A line qualifies if it holds the string "woman". Copy every qualifying line from the records.

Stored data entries
==========

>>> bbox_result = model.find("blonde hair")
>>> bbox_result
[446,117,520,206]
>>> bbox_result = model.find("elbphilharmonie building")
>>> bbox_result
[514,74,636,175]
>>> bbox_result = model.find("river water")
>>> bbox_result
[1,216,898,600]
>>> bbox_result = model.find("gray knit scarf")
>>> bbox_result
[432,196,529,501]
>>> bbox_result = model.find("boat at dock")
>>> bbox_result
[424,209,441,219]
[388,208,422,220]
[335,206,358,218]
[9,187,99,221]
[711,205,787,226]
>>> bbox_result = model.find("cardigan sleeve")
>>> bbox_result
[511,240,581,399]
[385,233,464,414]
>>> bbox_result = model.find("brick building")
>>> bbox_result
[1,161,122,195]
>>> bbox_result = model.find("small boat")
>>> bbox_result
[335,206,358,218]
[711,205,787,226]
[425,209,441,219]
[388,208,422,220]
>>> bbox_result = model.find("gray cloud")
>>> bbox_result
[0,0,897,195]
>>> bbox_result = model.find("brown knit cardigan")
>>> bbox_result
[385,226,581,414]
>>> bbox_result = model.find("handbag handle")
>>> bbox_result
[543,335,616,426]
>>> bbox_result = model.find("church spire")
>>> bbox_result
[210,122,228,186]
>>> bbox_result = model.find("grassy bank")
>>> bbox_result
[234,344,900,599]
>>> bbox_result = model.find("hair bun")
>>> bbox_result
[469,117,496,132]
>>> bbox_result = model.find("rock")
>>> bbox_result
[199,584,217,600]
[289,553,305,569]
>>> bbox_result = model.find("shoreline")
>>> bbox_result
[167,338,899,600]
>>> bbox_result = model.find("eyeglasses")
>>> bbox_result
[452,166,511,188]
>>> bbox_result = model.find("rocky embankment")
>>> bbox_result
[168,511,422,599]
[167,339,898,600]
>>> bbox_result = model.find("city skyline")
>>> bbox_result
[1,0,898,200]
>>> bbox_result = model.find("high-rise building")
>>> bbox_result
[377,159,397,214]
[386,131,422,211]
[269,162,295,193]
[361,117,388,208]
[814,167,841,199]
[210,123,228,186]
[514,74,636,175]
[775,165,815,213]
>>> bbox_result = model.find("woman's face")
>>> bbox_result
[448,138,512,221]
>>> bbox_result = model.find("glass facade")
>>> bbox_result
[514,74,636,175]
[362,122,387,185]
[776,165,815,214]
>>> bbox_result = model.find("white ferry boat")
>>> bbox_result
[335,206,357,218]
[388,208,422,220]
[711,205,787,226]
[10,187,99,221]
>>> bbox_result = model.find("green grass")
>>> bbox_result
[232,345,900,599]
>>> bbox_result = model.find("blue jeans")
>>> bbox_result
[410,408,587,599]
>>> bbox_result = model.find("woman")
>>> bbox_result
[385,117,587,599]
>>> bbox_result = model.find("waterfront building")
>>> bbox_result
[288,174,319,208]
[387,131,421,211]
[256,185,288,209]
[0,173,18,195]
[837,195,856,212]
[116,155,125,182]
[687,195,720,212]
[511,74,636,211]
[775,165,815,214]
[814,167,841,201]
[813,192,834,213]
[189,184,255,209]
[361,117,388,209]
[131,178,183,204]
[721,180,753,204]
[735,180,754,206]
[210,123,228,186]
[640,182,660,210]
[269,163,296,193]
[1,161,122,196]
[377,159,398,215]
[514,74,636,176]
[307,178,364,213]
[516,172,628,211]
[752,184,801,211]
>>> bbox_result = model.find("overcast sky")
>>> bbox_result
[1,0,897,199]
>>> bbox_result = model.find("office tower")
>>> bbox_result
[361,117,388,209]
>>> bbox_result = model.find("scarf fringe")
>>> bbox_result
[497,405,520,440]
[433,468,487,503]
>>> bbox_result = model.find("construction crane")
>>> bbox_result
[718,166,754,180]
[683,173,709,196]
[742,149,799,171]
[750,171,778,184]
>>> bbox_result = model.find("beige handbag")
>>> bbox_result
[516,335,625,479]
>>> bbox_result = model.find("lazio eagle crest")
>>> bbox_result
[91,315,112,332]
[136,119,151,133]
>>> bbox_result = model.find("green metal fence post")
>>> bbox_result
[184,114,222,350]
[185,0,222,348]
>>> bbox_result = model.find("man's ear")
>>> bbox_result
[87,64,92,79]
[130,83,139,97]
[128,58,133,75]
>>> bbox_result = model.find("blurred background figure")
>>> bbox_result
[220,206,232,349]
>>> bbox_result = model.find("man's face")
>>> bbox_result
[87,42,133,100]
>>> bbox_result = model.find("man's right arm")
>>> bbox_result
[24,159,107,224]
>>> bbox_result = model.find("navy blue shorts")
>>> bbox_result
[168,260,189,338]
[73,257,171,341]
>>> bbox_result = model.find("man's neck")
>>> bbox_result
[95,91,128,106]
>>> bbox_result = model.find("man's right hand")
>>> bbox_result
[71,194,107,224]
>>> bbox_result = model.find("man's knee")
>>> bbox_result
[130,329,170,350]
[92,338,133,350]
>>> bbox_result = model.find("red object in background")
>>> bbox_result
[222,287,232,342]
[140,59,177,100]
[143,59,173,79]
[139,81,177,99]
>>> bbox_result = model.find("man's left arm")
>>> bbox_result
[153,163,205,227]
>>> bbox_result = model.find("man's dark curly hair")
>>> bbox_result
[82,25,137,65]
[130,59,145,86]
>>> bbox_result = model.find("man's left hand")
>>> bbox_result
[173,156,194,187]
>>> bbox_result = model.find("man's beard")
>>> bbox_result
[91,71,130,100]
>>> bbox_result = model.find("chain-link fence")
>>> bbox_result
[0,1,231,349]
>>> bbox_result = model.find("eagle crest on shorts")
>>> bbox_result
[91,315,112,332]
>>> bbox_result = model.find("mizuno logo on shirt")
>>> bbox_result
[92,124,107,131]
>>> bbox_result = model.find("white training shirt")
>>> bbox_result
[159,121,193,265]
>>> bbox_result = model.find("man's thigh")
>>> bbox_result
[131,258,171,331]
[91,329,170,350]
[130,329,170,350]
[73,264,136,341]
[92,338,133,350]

==========

* _Exercise output_:
>>> bbox_result = model.find("woman's face")
>>> bbox_result = model.find("woman")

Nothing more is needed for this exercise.